▶ [DOCUMENT TEXT]:
■ ■ ■ ■
The next item to consider is salary or wages. What is the starting salary of the field you choose? What can you expect to be earning in a couple of years on the job? How about ten or fifteen years down the road? Although we have tried to indicate what kind of money you may expect to earn in this book, there is no better way to find out than to go and ask someone who is employed in the trade. You also may get some help from your local state employment office.

While you are at it, check into the job conditions. Visit a few repair facilities and see firsthand what the shop is like. Would you like to work in the kind of environment you see? Now is the time to make sure that a career in automotive service is everything you expect it to be. Make the right choice today, one you'll be happy with the rest of your life.



Investigate the demand for the type of job you choose from the vast array offered under the umbrella called automotive service. Is the demand greater than the number of persons qualified to fill those jobs? If so, you've chosen something that will almost guarantee you employment. For example, there is usually a bigger demand for men and women who are expert in air-conditioning service in the hotter areas of the country than in the colder north. Fortunately, automotive service will continue to be in demand.

Another thing to consider is mobility. Would you like to work in your present locale, or would you prefer to move somewhere else? With automotive service, you can just about pick where you want to work. At present there are job openings almost everywhere in the country, but there are fewer jobs available in the industrialized areas of the east and midwest. The openings do exist; there are just fewer of them.

Finally, find out what the educational requirements are of the job in which you are interested. You must know your trade well to make yourself marketable. You can prove your worth with experience, certification, or a diploma from a reputable trade school or junior college. You may learn enough in a trade school to land some jobs in as little as a few months. To earn an associate degree from a junior or community college, it usually takes two years. In automotive service, a bachelor's degree from college usually won't do you as much good as technical training from a trade school or community college. However, some of the most skilled technicians have college degrees in addition to their trade school training. All techs, no matter how advanced, continue to attend workshops and seminars to update their skills. In the automotive trades, learning is a lifelong process, according to Bill Boyd, National Technical Training Manager for Daimler Chrysler.
■ ■ ■ ■
▶ [MATERIAL PROVIDED]:
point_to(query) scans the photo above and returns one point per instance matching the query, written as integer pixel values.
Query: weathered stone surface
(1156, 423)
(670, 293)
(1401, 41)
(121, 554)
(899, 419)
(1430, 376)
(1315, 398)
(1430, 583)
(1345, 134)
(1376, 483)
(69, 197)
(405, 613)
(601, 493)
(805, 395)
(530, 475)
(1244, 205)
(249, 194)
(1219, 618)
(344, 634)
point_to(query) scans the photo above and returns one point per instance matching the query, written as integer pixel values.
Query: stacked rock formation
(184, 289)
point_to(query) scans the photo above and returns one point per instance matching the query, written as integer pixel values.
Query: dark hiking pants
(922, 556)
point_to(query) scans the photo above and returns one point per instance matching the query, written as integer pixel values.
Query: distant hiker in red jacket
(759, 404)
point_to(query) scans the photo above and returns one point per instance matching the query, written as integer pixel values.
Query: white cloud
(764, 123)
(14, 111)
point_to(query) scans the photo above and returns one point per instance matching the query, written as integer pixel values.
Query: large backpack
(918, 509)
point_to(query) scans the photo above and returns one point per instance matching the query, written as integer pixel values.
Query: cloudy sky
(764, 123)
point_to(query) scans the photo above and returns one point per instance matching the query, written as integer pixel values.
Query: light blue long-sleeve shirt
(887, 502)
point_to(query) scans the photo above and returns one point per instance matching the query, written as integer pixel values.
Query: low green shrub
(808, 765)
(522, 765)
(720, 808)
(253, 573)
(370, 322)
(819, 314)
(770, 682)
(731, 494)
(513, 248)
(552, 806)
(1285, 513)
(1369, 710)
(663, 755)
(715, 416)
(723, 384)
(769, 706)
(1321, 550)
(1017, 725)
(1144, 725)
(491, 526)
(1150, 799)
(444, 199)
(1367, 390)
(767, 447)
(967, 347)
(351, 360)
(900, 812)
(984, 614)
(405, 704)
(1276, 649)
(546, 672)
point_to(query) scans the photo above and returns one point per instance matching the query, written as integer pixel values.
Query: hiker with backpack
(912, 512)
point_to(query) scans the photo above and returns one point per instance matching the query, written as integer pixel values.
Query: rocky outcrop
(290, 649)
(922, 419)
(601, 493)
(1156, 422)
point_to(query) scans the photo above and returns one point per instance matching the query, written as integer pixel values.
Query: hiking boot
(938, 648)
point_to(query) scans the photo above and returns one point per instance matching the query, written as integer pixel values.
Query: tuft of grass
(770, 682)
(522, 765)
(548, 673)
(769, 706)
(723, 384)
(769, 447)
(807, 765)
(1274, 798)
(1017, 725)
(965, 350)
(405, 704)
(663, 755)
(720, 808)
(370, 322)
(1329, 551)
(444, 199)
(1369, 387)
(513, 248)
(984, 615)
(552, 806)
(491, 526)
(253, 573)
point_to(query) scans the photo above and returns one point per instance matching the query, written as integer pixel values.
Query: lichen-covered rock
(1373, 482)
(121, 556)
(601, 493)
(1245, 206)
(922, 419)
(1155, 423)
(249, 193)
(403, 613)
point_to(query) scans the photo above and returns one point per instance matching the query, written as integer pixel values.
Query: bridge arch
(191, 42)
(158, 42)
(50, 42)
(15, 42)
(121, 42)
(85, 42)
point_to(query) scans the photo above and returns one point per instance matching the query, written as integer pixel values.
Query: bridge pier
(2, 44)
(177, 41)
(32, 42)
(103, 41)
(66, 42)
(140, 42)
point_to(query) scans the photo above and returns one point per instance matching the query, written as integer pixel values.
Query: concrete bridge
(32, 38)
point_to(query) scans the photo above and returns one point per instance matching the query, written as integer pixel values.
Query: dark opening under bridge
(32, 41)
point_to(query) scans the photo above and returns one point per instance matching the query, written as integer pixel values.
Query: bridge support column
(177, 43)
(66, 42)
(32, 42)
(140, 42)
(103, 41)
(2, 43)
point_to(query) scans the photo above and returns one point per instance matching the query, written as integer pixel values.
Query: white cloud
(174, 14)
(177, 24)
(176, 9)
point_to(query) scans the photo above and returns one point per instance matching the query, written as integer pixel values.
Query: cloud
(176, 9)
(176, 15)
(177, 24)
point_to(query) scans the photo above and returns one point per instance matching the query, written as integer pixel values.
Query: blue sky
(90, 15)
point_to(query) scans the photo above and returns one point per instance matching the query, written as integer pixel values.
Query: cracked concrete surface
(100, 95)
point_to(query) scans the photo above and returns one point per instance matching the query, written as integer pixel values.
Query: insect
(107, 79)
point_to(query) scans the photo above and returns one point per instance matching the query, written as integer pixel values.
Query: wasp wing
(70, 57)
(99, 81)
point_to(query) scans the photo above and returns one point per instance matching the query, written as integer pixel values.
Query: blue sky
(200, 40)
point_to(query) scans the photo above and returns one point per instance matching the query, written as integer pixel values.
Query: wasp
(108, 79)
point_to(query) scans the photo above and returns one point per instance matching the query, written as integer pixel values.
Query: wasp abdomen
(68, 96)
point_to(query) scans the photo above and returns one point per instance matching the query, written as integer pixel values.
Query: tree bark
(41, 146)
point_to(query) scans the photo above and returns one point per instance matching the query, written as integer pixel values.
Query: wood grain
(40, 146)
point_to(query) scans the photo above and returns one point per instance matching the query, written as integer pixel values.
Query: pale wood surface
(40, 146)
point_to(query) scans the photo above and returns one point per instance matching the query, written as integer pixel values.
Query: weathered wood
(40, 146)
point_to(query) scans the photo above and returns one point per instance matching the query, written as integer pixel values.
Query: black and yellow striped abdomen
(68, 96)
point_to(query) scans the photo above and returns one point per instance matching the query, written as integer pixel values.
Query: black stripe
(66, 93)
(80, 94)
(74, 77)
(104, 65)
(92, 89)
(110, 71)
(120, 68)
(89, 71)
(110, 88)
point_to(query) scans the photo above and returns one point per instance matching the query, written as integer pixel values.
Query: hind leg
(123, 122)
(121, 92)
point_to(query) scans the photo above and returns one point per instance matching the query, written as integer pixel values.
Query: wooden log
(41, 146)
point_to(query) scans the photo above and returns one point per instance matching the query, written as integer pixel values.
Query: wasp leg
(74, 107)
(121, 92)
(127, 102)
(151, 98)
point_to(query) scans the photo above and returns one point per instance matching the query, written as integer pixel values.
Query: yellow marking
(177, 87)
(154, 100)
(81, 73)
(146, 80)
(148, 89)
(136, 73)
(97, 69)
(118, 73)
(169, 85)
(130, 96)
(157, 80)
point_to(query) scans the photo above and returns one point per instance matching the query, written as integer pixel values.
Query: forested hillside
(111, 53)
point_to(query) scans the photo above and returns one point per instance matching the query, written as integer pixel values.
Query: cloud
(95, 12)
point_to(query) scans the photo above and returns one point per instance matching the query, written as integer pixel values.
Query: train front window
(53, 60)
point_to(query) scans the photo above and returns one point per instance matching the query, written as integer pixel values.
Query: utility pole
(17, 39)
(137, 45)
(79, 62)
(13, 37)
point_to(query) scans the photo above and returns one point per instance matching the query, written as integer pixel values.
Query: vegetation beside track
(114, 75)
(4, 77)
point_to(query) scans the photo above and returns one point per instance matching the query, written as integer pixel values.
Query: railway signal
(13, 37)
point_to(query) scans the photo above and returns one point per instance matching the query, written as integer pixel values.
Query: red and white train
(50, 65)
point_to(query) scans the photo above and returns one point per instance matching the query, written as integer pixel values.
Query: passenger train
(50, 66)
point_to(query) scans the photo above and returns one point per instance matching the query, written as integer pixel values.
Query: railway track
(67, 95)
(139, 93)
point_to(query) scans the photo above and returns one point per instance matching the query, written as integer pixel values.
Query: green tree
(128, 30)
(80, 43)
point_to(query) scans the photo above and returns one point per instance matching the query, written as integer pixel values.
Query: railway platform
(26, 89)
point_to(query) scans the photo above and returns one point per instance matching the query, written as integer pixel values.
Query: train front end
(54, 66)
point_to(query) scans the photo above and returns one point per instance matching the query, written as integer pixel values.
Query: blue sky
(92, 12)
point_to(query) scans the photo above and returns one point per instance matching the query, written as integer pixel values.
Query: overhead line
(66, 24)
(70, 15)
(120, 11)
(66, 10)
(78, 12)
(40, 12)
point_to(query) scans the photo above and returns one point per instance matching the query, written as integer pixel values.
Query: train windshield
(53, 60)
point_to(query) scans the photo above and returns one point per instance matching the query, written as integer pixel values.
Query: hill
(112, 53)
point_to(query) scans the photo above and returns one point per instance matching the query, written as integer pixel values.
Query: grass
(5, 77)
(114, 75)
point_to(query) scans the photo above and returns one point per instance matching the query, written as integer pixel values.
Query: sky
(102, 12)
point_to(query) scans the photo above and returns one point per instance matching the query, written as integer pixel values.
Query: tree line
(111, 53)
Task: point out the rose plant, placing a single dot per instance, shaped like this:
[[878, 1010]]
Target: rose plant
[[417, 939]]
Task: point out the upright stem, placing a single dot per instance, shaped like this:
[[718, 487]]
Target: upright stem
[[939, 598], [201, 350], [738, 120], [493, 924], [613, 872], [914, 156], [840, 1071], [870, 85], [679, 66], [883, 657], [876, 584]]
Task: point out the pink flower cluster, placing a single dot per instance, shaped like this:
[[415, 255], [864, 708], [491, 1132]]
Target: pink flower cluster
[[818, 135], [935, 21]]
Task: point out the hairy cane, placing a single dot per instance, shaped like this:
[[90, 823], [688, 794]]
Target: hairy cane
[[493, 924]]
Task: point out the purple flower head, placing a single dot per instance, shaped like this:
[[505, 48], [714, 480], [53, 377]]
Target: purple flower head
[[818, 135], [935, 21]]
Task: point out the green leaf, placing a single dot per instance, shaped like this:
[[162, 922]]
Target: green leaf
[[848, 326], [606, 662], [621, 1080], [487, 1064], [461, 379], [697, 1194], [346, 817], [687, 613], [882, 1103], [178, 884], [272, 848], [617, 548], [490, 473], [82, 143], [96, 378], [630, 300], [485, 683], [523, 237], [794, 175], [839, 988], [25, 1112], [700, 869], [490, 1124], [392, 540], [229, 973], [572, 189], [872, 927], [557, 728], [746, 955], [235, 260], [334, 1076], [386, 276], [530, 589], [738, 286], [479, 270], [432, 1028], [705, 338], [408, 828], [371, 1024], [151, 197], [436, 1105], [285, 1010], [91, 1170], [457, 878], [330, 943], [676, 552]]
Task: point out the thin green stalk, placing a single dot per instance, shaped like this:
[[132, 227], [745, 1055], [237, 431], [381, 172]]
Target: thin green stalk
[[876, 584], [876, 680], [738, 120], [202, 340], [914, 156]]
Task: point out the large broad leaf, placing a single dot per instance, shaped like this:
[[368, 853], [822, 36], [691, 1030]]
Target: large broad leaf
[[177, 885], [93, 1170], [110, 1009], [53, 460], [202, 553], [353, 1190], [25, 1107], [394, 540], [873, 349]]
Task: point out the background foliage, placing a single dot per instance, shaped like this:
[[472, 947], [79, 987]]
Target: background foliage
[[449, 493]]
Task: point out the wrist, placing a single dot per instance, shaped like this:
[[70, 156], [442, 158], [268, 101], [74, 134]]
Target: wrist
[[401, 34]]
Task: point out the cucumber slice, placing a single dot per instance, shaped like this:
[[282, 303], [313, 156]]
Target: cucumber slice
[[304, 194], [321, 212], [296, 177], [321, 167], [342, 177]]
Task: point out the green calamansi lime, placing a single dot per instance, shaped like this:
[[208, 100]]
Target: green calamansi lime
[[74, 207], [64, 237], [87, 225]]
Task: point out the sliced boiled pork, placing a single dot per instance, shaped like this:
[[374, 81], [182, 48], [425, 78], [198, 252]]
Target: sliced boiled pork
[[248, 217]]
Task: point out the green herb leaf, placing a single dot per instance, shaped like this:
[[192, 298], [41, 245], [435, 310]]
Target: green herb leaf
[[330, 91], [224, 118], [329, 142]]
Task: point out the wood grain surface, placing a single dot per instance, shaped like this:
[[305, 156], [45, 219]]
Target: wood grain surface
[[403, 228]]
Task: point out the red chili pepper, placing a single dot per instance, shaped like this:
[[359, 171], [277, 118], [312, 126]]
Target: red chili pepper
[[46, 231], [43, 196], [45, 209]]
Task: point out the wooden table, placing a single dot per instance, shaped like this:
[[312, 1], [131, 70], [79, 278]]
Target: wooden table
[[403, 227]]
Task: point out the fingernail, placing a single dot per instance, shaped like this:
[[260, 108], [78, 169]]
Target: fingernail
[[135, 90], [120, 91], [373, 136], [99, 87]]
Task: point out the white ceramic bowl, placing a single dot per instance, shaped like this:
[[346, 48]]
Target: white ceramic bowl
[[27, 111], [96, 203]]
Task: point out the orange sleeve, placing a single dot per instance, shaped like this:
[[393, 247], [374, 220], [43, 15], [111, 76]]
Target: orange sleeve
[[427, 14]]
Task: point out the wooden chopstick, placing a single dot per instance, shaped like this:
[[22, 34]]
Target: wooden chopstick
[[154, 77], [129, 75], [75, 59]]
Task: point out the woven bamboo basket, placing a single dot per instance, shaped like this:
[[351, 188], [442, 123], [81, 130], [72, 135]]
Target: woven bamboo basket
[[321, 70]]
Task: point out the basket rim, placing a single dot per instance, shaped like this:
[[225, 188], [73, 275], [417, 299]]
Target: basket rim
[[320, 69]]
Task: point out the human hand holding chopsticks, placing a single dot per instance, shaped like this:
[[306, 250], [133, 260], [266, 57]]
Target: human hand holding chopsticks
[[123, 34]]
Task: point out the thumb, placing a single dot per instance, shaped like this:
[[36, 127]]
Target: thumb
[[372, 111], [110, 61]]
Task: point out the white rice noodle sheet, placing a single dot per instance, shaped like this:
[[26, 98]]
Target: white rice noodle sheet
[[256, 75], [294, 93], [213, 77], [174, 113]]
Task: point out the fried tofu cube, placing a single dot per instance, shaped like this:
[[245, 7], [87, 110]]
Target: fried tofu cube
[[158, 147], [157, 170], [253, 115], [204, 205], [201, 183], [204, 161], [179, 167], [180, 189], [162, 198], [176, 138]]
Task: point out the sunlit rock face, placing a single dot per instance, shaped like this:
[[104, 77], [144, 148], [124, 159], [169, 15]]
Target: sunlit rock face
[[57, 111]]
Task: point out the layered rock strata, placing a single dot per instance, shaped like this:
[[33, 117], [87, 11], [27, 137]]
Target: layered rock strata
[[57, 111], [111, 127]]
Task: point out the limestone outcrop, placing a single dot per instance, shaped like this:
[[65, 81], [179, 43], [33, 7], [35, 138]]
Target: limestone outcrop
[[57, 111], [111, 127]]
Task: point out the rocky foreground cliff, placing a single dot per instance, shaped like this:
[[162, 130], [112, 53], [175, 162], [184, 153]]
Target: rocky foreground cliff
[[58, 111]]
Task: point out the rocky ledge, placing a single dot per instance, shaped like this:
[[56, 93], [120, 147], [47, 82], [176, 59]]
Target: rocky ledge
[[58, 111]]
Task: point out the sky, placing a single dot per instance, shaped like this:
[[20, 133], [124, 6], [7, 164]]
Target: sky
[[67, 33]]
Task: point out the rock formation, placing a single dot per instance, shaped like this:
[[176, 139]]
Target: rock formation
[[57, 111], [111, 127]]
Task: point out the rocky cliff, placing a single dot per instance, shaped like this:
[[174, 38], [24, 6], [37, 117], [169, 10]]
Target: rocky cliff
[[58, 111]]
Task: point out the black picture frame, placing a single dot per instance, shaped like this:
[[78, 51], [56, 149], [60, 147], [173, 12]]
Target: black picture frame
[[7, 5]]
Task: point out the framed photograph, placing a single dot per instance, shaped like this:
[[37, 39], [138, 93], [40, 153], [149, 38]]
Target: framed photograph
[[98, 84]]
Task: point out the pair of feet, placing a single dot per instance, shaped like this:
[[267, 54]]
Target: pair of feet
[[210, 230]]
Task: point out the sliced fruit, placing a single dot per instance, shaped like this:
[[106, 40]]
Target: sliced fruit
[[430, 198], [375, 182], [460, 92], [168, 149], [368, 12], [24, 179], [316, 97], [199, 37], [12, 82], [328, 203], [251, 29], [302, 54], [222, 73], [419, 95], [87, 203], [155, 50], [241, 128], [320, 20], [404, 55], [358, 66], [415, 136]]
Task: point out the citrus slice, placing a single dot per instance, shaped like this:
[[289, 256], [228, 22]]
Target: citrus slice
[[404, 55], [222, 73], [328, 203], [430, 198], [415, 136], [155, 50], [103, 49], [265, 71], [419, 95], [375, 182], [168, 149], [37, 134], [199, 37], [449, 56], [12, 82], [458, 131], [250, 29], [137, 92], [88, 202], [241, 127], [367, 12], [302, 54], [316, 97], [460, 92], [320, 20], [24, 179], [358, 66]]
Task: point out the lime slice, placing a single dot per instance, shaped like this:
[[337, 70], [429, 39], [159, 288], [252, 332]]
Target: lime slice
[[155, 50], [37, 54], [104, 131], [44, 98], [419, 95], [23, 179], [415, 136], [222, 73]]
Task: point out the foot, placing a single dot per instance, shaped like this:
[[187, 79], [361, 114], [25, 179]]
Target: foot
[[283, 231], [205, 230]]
■ ■ ■ ■
▶ [AIM OF THE EXERCISE]:
According to the text on choosing a career in automotive service, where is demand for air-conditioning service experts usually greater?

▶ [SOLUTION TO THIS EXERCISE]:
In the hotter areas of the country rather than the colder north.